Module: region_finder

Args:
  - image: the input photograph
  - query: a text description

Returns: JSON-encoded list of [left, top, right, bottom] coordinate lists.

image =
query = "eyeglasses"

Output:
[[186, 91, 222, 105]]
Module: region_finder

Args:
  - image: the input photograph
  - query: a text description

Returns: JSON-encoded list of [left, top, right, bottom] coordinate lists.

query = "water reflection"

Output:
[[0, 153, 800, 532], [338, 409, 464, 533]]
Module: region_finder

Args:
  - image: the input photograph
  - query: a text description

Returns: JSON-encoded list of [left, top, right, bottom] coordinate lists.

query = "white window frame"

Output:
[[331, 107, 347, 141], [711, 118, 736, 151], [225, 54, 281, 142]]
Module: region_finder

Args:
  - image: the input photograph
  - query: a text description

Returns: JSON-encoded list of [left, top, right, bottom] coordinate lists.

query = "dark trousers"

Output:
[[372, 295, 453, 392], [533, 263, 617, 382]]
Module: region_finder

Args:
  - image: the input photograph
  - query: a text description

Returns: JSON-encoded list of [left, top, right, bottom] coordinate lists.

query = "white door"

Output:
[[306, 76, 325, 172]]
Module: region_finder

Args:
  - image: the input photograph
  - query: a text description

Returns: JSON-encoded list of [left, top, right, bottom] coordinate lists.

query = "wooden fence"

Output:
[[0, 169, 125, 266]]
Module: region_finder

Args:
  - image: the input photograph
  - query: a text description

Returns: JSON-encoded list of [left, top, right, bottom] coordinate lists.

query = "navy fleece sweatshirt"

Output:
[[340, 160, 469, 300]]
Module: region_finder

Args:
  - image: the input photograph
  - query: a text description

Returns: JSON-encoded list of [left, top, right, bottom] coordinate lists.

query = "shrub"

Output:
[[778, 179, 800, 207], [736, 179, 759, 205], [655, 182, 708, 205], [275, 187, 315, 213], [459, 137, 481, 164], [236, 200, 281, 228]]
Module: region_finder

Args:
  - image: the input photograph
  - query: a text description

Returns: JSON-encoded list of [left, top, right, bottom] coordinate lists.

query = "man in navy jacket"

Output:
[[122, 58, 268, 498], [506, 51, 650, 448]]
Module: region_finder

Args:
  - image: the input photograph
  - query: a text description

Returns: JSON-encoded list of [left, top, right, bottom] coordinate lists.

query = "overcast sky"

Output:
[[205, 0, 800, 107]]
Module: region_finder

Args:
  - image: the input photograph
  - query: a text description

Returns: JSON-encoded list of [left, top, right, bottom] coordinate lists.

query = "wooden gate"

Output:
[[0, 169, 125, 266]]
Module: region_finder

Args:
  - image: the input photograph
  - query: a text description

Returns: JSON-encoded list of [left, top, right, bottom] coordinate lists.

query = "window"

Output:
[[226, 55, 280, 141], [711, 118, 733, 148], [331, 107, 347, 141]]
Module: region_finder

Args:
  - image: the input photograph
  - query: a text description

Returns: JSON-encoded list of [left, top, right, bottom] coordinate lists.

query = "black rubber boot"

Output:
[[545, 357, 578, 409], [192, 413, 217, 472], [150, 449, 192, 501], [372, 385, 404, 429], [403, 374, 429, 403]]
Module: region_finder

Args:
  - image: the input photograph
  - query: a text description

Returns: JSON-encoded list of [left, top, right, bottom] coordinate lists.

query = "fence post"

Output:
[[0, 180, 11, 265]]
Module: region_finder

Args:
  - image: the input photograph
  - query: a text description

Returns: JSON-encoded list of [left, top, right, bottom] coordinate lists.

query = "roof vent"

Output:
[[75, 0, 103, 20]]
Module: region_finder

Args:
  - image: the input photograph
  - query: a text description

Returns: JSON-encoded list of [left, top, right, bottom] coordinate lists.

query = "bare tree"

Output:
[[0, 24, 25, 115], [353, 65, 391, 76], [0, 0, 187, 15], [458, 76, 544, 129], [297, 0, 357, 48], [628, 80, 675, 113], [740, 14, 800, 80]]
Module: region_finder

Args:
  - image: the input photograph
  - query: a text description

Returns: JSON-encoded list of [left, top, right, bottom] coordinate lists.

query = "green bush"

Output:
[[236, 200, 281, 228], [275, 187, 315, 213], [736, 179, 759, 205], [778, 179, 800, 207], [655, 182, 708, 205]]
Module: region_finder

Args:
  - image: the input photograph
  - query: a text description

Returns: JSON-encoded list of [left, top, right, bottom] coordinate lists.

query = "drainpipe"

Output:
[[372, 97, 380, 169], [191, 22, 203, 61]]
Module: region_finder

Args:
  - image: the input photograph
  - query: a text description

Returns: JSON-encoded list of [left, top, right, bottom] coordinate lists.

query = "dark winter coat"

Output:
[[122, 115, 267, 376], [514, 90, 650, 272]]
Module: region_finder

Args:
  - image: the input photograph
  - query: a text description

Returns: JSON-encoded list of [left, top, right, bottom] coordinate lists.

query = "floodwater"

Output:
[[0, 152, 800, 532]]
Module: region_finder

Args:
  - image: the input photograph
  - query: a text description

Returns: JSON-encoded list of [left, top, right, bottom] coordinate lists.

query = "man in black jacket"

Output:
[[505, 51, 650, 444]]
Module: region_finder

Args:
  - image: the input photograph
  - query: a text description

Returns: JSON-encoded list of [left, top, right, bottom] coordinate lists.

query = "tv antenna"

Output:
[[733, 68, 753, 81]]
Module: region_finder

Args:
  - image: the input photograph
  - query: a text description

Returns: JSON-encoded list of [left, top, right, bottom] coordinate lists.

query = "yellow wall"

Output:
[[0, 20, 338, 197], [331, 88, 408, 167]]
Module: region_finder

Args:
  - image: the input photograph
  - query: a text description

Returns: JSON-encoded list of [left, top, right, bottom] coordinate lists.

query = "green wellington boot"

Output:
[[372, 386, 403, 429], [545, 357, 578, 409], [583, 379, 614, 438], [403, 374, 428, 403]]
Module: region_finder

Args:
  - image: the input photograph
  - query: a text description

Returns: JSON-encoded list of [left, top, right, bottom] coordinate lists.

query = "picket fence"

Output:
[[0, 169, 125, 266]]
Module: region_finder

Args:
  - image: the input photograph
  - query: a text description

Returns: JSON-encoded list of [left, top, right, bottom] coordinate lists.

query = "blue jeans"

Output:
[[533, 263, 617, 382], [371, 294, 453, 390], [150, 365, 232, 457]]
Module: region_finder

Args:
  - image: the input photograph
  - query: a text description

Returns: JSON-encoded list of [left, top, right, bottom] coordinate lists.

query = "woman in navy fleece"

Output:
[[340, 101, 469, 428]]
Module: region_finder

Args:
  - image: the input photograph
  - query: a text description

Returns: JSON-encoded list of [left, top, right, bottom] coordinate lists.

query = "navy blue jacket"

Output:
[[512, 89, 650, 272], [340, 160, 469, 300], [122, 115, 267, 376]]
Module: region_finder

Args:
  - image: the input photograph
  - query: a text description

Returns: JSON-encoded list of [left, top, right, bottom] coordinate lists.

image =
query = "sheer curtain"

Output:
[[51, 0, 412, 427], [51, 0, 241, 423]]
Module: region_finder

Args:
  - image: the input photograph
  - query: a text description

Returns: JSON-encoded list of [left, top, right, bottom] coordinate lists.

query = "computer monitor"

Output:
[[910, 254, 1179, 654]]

**Your task:** Pull out every line of the records that contains the string "dark", treating uppercase and lowercase as different.

**The result:**
query = "dark trousers"
query = "dark winter coat"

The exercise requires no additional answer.